◆ REQUIRED TASK
Reproduce each of the following entries line by line, character for character, with no changes.

══════════════════════════════

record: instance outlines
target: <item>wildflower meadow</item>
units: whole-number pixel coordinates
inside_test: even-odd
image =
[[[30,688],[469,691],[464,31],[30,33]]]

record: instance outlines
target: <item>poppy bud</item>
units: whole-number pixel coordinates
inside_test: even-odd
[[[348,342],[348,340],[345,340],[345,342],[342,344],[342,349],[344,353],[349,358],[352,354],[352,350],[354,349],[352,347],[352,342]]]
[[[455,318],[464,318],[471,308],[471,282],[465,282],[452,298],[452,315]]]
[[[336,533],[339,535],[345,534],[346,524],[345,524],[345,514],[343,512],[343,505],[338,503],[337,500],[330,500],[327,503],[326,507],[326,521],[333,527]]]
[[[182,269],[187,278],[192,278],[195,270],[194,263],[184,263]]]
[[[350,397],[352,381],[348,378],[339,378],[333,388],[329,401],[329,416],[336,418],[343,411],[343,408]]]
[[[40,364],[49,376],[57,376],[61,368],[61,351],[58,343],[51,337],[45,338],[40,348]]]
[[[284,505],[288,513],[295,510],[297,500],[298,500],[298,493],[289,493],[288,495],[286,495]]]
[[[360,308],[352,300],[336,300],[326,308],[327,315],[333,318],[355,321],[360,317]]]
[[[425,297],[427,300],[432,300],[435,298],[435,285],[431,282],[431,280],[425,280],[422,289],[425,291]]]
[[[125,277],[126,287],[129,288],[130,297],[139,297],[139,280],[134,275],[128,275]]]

══════════════════════════════

◆ RIGHT ANSWER
record: instance outlines
target: <item>wildflower meadow</item>
units: whole-number pixel coordinates
inside_test: even-odd
image =
[[[30,688],[469,691],[464,31],[30,33]]]

record: instance outlines
target: <item>poppy bud</item>
units: whole-number pixel coordinates
inside_test: even-odd
[[[348,342],[348,340],[345,340],[345,342],[342,344],[342,349],[344,353],[349,358],[352,354],[352,350],[354,349],[352,347],[352,342]]]
[[[455,318],[464,318],[471,308],[471,282],[465,282],[452,298],[452,315]]]
[[[336,533],[339,535],[345,534],[346,524],[345,524],[345,514],[343,512],[343,505],[338,503],[337,500],[330,500],[327,503],[326,507],[326,521],[333,527]]]
[[[182,269],[187,278],[192,278],[195,270],[194,263],[184,263]]]
[[[350,397],[352,381],[348,378],[339,378],[333,388],[329,401],[329,416],[336,418],[343,411],[343,408]]]
[[[40,364],[49,376],[57,376],[61,368],[61,351],[58,343],[51,337],[45,338],[40,348]]]
[[[284,505],[288,513],[295,510],[297,500],[298,500],[298,493],[289,493],[288,495],[286,495]]]
[[[360,308],[352,300],[336,300],[326,308],[327,315],[333,318],[355,321],[360,317]]]
[[[425,297],[427,300],[432,300],[435,298],[435,285],[431,282],[431,280],[425,280],[422,289],[425,291]]]
[[[125,277],[126,287],[129,288],[130,297],[139,297],[139,280],[134,275],[128,275]]]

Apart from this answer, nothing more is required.